→ Work task
In the records, find every line with the word "green" and copy it out.

☆ ☆ ☆ ☆

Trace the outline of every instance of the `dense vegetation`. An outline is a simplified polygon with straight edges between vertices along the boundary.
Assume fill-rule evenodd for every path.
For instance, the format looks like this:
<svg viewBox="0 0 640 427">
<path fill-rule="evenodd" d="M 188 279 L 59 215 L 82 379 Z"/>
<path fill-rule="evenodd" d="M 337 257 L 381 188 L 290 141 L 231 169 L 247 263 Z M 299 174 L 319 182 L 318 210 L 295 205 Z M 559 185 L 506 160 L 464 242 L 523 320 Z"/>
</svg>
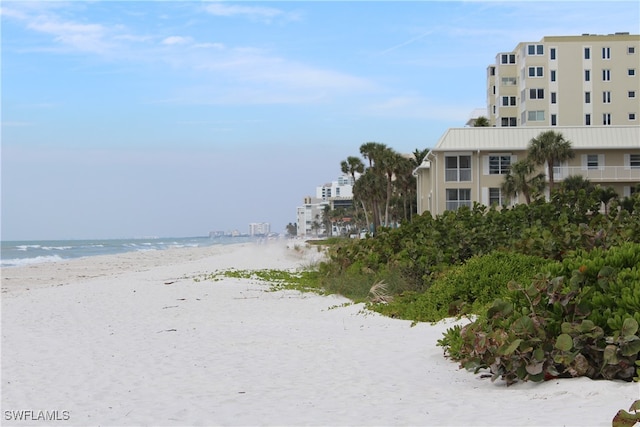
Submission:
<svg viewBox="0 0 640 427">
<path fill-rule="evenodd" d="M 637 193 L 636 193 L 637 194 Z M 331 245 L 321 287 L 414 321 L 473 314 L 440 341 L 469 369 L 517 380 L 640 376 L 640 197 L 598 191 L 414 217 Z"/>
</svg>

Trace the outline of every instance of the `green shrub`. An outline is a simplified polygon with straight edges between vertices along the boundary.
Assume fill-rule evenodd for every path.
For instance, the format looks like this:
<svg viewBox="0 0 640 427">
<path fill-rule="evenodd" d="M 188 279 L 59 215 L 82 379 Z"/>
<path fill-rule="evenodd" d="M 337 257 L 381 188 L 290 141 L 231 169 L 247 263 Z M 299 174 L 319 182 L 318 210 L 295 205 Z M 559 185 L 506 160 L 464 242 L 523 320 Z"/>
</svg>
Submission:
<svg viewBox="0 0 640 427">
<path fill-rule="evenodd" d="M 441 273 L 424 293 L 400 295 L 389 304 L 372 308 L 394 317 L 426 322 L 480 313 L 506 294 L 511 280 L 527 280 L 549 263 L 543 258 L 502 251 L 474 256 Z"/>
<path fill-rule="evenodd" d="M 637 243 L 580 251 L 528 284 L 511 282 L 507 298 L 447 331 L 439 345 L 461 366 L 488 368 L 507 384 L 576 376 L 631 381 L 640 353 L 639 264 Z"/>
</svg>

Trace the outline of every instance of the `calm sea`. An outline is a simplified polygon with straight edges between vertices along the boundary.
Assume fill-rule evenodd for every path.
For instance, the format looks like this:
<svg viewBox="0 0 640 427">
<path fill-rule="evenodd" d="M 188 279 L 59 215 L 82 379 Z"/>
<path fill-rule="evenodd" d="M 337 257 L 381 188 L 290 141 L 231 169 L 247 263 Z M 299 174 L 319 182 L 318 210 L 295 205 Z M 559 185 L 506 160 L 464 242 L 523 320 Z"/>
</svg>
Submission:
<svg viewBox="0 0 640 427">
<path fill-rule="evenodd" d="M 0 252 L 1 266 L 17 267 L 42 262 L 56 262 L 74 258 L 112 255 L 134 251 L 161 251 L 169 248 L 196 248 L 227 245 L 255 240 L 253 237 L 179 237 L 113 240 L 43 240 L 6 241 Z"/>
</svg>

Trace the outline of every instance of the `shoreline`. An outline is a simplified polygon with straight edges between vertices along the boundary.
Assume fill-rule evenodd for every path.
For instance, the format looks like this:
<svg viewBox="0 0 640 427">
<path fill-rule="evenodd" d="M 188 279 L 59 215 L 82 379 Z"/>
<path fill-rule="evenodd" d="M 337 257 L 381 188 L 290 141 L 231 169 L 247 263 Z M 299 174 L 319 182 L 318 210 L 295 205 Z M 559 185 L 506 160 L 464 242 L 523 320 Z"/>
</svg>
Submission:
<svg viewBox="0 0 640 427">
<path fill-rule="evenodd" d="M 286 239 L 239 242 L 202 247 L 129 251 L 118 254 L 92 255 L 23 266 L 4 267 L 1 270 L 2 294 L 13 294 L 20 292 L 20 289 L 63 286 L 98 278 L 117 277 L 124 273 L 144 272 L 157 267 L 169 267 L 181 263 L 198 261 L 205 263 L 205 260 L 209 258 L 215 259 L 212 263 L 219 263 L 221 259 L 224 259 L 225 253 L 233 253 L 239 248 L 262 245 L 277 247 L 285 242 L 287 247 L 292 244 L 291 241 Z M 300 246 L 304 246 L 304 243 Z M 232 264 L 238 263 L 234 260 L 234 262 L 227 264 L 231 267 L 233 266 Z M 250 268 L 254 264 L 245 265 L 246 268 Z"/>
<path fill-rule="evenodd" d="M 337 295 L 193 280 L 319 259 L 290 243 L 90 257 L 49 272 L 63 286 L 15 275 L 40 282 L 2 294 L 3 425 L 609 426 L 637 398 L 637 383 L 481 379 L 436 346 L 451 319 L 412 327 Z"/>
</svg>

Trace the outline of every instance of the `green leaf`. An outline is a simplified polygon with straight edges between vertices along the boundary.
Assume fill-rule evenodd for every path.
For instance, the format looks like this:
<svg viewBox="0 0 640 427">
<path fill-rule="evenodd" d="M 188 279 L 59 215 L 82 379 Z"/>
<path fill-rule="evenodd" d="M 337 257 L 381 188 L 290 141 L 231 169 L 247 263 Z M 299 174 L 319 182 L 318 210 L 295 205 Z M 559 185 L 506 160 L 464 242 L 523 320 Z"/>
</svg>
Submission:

☆ ☆ ☆ ☆

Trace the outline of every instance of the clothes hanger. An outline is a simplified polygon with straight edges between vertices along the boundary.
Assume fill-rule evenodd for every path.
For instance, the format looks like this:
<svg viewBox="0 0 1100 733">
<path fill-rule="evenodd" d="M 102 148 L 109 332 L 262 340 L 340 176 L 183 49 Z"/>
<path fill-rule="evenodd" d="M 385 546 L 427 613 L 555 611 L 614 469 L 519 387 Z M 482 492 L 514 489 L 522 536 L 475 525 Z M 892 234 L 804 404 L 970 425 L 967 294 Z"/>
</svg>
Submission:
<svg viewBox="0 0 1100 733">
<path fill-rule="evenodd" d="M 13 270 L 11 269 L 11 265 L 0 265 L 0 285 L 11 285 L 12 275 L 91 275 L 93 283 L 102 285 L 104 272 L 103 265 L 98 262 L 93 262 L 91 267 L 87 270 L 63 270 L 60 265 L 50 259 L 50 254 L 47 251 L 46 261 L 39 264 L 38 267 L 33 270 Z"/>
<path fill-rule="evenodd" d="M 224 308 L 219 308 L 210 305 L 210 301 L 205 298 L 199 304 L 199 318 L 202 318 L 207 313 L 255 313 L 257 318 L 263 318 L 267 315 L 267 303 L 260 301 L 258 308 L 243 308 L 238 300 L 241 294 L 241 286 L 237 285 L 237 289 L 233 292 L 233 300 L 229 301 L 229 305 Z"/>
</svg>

☆ ☆ ☆ ☆

→ Expected answer
Trace the outline of every instance of the `green shrub`. An outline is a simplified polygon with straight edges between vertices along the boundary.
Trace the outline of every instance of the `green leaf`. An outline is a simplified polygon with straight edges between vertices along the boundary.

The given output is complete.